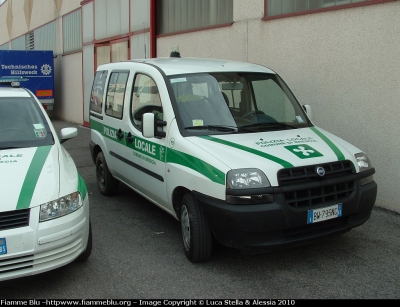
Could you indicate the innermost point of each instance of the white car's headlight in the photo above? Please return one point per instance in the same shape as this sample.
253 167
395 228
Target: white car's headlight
60 207
251 181
364 164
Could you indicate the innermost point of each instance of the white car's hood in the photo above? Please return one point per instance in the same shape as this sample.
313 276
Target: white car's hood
272 151
29 177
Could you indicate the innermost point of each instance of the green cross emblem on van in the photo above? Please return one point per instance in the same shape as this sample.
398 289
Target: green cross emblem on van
304 151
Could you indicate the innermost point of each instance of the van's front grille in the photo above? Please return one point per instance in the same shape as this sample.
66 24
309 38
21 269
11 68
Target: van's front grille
14 219
311 190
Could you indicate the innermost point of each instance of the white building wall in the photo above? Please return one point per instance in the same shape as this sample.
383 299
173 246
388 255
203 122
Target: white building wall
71 95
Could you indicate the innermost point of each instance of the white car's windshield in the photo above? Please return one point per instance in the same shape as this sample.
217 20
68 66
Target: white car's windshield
229 102
22 124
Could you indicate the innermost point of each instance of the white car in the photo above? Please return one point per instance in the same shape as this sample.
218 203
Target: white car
44 207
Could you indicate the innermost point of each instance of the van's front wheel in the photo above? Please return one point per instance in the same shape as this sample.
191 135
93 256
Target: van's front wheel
107 184
196 233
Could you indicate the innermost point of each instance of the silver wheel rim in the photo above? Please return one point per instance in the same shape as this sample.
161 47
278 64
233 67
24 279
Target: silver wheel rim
185 225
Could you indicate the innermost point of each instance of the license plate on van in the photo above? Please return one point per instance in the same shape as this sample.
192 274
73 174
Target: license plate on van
3 246
323 214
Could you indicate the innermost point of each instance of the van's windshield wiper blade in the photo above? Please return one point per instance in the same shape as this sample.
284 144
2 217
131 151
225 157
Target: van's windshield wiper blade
272 125
213 127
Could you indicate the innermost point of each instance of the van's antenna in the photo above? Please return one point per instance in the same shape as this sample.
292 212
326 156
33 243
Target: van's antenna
144 41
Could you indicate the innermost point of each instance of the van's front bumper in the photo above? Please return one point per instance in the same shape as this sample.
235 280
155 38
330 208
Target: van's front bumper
260 227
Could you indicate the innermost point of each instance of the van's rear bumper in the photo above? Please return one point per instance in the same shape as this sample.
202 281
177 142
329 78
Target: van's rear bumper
254 228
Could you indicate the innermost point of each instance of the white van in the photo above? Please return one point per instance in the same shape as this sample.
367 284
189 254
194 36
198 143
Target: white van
226 149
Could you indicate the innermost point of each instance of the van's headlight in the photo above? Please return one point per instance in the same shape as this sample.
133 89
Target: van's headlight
247 179
364 164
60 207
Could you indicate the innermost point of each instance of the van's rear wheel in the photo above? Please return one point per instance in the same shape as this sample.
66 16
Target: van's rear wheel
196 233
107 184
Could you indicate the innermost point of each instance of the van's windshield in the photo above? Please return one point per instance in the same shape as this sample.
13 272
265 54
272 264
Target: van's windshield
235 102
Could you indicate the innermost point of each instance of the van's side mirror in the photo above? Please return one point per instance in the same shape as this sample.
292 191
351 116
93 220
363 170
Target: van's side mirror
68 133
307 108
150 124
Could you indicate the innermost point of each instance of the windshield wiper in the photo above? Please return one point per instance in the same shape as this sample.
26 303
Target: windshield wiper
213 127
271 125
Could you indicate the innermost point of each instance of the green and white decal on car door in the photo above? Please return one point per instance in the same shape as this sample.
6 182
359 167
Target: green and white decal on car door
32 176
163 153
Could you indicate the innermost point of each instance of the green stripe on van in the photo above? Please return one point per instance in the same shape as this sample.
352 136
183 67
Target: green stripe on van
32 176
336 150
209 171
284 163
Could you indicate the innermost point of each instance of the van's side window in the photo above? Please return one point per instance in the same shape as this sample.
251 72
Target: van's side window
96 96
116 93
145 99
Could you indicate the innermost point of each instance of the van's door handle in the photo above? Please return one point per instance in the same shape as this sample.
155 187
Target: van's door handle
129 138
120 134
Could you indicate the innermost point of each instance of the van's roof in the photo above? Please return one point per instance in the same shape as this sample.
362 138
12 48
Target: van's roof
13 92
175 66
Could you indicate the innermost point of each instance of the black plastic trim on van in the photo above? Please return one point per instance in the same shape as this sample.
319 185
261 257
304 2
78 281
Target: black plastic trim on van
141 168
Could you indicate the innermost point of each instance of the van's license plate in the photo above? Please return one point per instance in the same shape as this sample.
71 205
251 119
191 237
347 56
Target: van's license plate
323 214
3 246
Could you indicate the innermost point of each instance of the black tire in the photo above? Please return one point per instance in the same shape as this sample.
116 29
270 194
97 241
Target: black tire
107 184
85 255
196 233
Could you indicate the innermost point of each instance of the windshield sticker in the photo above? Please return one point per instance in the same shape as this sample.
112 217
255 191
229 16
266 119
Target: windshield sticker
178 80
197 122
303 151
9 158
288 141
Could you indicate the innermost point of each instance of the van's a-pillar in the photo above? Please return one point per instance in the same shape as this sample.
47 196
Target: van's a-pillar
153 28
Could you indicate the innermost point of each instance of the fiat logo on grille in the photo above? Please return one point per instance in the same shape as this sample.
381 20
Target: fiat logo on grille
320 171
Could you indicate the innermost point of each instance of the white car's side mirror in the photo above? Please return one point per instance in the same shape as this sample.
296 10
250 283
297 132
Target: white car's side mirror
307 108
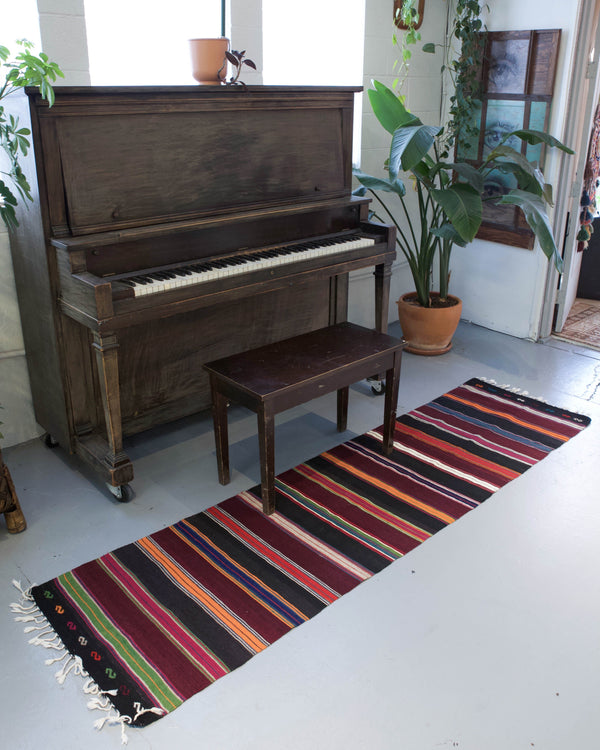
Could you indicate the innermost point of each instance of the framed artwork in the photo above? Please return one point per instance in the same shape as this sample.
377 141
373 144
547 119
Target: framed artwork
517 82
398 7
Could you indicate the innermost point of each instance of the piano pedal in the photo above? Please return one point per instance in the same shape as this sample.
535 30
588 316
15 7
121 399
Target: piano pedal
377 386
122 492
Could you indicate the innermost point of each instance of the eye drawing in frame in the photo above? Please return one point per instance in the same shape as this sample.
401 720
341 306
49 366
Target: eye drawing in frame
517 80
507 71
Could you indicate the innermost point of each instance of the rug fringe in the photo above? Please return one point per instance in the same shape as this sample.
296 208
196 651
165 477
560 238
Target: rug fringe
26 610
519 391
512 389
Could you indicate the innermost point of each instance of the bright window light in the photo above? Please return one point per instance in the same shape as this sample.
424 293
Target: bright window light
132 43
315 43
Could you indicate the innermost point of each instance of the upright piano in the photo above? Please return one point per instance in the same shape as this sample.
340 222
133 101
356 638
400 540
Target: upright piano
173 226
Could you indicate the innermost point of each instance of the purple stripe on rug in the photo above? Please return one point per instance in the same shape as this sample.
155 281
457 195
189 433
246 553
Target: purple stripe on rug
156 621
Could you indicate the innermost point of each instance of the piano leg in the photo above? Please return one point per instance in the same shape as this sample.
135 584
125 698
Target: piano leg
111 456
382 273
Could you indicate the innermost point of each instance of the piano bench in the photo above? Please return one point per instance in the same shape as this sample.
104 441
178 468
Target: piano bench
279 376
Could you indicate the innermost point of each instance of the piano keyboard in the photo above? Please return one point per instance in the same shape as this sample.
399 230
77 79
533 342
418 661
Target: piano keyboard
196 273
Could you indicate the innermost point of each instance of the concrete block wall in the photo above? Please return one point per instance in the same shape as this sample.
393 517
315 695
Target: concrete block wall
63 35
58 28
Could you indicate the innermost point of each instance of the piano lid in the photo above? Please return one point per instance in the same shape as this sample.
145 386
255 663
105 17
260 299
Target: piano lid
118 157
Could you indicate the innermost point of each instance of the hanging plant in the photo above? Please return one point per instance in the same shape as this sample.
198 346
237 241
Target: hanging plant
25 69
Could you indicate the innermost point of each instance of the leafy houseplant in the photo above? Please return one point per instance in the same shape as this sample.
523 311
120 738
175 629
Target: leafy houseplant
24 69
450 194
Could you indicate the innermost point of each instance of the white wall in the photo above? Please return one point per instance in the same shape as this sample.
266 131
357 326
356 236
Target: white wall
58 26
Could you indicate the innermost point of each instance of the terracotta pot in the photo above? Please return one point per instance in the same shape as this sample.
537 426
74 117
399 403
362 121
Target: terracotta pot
209 64
428 330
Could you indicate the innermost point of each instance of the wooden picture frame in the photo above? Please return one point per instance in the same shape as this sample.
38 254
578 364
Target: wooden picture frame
517 82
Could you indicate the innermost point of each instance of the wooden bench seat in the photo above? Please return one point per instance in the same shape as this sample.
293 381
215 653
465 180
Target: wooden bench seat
288 373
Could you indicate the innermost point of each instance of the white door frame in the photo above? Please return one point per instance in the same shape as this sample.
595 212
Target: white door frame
561 291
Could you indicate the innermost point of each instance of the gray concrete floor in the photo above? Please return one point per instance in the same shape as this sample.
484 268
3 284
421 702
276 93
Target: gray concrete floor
486 637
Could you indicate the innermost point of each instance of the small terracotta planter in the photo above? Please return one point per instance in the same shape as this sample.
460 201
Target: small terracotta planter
209 64
428 330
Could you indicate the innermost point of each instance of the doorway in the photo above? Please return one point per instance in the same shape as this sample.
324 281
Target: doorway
566 314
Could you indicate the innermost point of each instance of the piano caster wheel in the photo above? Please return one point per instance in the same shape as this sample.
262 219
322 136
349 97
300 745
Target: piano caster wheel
122 492
377 386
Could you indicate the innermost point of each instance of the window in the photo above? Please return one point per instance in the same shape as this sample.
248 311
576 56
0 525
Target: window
132 43
315 43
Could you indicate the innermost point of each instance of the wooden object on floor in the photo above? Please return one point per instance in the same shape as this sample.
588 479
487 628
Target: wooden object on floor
288 373
9 502
154 247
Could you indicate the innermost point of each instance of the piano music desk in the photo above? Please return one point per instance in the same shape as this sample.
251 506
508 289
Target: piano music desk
288 373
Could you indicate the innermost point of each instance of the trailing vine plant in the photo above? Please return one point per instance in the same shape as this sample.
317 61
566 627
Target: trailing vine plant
408 15
24 69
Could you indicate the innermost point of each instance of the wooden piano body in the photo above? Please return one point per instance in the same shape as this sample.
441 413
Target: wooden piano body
135 180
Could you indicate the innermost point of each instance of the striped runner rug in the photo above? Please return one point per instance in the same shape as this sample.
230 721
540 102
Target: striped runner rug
156 621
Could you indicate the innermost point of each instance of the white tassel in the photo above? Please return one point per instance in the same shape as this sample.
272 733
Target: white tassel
50 662
141 711
28 611
25 593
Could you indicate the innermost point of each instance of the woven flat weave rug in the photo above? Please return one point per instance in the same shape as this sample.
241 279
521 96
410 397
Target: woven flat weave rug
152 623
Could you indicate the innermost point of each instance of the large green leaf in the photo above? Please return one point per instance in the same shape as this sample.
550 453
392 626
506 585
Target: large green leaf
377 183
462 205
388 108
533 137
535 215
410 144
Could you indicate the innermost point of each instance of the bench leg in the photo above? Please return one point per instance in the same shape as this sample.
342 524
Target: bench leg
266 444
342 408
392 379
219 410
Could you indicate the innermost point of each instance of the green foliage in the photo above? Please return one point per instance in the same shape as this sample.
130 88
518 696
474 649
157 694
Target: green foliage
409 15
238 60
450 195
24 69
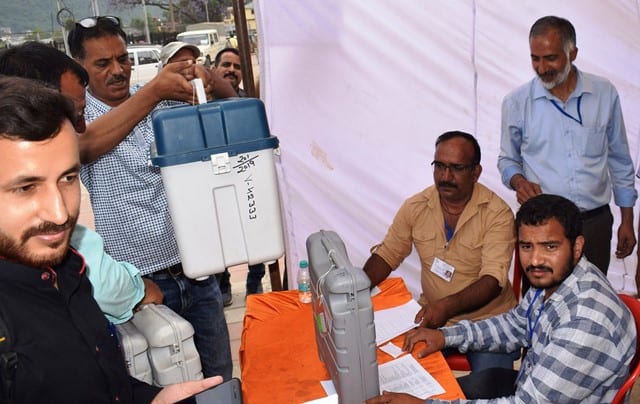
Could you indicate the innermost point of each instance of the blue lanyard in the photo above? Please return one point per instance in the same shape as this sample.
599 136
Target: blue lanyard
565 113
535 323
448 231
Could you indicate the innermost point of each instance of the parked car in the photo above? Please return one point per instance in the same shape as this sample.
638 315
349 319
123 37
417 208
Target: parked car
144 62
207 40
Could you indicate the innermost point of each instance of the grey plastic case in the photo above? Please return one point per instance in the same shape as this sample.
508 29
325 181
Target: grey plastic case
343 318
172 351
134 349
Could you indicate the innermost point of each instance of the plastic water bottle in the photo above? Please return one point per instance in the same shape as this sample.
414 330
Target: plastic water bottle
304 282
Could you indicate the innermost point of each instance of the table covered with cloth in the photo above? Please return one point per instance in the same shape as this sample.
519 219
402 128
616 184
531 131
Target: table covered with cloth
279 357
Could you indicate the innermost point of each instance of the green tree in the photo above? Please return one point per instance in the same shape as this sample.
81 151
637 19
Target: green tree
184 11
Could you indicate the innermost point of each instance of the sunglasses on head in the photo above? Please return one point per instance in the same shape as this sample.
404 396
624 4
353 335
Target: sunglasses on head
91 22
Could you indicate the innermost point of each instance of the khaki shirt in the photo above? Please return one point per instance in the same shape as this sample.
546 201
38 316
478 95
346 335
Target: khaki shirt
482 244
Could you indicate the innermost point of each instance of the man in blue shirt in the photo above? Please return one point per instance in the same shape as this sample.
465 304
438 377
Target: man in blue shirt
563 133
579 334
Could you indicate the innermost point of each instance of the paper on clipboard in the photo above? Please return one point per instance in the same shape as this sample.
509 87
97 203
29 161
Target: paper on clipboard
392 322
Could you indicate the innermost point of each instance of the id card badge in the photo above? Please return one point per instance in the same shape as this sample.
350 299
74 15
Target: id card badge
442 269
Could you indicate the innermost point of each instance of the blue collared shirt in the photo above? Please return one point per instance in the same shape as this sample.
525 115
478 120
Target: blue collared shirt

_Brief_
Check every line of the data, and copy the ones that contain "collared".

_Output_
Could you indicate the innermost point of each instance of the blue collared shirt in the photo above? Please return one point per instance in the same shape as this sample.
Target: blue collared shirt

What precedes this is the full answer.